━━━ Excerpted data ━━━
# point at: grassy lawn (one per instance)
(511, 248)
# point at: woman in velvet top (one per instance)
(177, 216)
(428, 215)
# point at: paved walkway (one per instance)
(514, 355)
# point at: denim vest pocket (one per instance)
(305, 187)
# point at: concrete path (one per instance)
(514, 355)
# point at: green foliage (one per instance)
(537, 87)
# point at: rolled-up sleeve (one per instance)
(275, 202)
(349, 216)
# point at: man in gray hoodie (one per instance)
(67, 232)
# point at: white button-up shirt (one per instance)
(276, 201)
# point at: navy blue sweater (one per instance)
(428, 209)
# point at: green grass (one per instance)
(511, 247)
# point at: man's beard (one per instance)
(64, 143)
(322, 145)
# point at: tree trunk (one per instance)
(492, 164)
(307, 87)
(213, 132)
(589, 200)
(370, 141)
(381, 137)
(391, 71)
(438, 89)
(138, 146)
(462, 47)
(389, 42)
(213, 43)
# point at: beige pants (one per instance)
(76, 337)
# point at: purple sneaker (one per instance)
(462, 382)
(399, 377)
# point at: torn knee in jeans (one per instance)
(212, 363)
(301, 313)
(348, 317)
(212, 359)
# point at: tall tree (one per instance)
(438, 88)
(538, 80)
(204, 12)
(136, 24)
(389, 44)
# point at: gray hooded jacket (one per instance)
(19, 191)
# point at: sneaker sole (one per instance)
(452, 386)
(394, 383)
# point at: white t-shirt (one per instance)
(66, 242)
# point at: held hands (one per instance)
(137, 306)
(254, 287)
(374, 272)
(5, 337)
━━━
### [To do]
Rewrite the lines of all the items above, replacing every "sneaker" with "shoe" and keeping everything else the same.

### [Expected answer]
# point at: grassy lawn (one per instance)
(511, 248)
# point at: woman in velvet top (one per instance)
(177, 216)
(428, 215)
# point at: paved walkway (one per instance)
(514, 355)
# point at: denim vest pocket (one per instance)
(305, 187)
# point at: concrete path (one per instance)
(514, 355)
# point at: green foliage (one per instance)
(537, 87)
# point at: rolled-up sleeve (one per instance)
(275, 202)
(349, 216)
# point at: man in gray hoodie (one per instance)
(67, 232)
# point at: white button-up shirt (one per instance)
(276, 201)
# point at: navy blue sweater (one per instance)
(428, 209)
# point at: green grass (one per instance)
(511, 247)
# point at: man's beard (one per instance)
(64, 143)
(322, 145)
# point at: tree trunk (one per instance)
(492, 164)
(307, 87)
(213, 132)
(589, 200)
(370, 141)
(381, 137)
(391, 71)
(438, 89)
(138, 146)
(462, 47)
(389, 42)
(213, 43)
# point at: beige pants (one per instance)
(76, 337)
# point at: purple shoe (one per instance)
(462, 382)
(399, 377)
# point at: torn knee in jeans (one per instance)
(212, 363)
(301, 313)
(348, 317)
(212, 359)
# point at: tall tree (one per instance)
(438, 88)
(538, 80)
(204, 12)
(136, 24)
(389, 44)
# point at: gray hooded jacket (one per instance)
(19, 191)
# point at: shoe sole (one per instance)
(452, 386)
(394, 383)
# point at: white t-shirt (one per instance)
(66, 242)
# point at: held hands (one per instance)
(137, 306)
(254, 287)
(374, 272)
(5, 337)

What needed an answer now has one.